Problem: Copy each of the following items word for word, keeping every line as it appears.

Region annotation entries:
====================
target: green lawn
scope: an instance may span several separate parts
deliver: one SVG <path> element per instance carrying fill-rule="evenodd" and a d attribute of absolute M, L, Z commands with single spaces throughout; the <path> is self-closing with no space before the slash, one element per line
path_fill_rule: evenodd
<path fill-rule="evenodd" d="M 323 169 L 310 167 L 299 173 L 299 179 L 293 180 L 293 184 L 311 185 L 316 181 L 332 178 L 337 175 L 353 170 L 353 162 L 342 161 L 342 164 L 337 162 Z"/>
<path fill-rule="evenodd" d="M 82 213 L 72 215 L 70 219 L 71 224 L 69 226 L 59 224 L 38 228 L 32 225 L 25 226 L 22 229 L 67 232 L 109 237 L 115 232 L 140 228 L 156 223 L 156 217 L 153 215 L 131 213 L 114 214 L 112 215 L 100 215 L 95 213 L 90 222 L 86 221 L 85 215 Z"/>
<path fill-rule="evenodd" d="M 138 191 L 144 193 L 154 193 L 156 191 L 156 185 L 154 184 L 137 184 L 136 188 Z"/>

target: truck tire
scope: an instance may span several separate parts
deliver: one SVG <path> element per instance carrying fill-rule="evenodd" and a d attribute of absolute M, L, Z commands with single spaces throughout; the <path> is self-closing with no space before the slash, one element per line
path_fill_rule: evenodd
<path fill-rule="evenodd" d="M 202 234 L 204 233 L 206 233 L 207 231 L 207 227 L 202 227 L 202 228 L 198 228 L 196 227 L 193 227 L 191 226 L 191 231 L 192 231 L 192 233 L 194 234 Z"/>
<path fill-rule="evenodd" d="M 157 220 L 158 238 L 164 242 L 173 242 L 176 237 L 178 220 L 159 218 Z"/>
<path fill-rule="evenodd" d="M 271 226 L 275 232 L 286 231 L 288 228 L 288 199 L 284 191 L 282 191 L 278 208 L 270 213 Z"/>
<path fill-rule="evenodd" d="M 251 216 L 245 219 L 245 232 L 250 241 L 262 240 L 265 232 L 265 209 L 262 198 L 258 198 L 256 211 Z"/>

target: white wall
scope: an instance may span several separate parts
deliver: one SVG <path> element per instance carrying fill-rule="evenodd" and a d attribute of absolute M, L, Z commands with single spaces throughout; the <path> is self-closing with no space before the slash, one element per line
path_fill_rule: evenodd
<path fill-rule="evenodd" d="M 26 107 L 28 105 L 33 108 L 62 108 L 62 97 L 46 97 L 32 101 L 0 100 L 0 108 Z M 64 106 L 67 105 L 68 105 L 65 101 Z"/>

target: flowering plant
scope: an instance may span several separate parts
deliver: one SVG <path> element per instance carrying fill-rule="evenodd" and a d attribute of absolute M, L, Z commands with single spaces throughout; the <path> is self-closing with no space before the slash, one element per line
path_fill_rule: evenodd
====================
Result for this task:
target: green lawn
scope: an instance may span several separate parts
deliver: one SVG <path> element per instance carrying fill-rule="evenodd" and a d attribute of absolute M, L, Z commands with single spaces throughout; the <path> is self-closing with no space before the slash, one element per line
path_fill_rule: evenodd
<path fill-rule="evenodd" d="M 323 169 L 310 167 L 299 173 L 299 179 L 293 180 L 293 184 L 311 185 L 316 181 L 332 178 L 337 175 L 353 170 L 353 162 L 342 161 L 342 164 L 337 162 Z"/>
<path fill-rule="evenodd" d="M 82 213 L 72 215 L 70 219 L 71 224 L 69 226 L 59 224 L 38 228 L 32 225 L 25 226 L 22 229 L 67 232 L 109 237 L 115 232 L 140 228 L 156 223 L 156 217 L 153 215 L 131 213 L 114 214 L 112 215 L 100 215 L 95 213 L 90 222 L 86 221 L 85 215 Z"/>
<path fill-rule="evenodd" d="M 138 191 L 144 193 L 154 193 L 156 191 L 156 185 L 154 184 L 137 184 L 136 188 Z"/>

target: truck tire
scope: an instance may span several separate parts
deliver: one SVG <path> element per instance carrying fill-rule="evenodd" and a d attribute of absolute M, L, Z commands with single spaces throughout; the <path> is self-closing with no space before the slash, one element per line
path_fill_rule: evenodd
<path fill-rule="evenodd" d="M 202 234 L 204 233 L 206 233 L 207 231 L 207 227 L 202 227 L 202 228 L 198 228 L 196 227 L 193 227 L 191 226 L 191 231 L 192 231 L 192 233 L 194 234 Z"/>
<path fill-rule="evenodd" d="M 157 220 L 158 238 L 164 242 L 173 242 L 176 237 L 178 220 L 159 218 Z"/>
<path fill-rule="evenodd" d="M 271 226 L 275 232 L 286 231 L 288 228 L 288 199 L 284 191 L 282 191 L 278 208 L 270 213 Z"/>
<path fill-rule="evenodd" d="M 251 216 L 245 219 L 245 232 L 250 241 L 262 240 L 265 232 L 265 209 L 262 198 L 258 198 L 256 211 Z"/>

target: white wall
scope: an instance may span several separate parts
deliver: one SVG <path> element per instance carrying fill-rule="evenodd" and a d attribute of absolute M, L, Z commands with single spaces throughout; the <path> is self-closing with no space before the slash, one element per line
path_fill_rule: evenodd
<path fill-rule="evenodd" d="M 26 107 L 28 105 L 33 108 L 62 108 L 62 97 L 46 97 L 32 101 L 0 100 L 0 108 Z M 64 106 L 67 105 L 68 105 L 65 101 Z"/>

target: flowering plant
scope: an instance may span several separate parts
deliver: one SVG <path> element per instance carrying fill-rule="evenodd" and a d attribute of absolute M, L, Z commands with single spaces throughout; the <path> is self-closing with no space before the slash, one element per line
path_fill_rule: evenodd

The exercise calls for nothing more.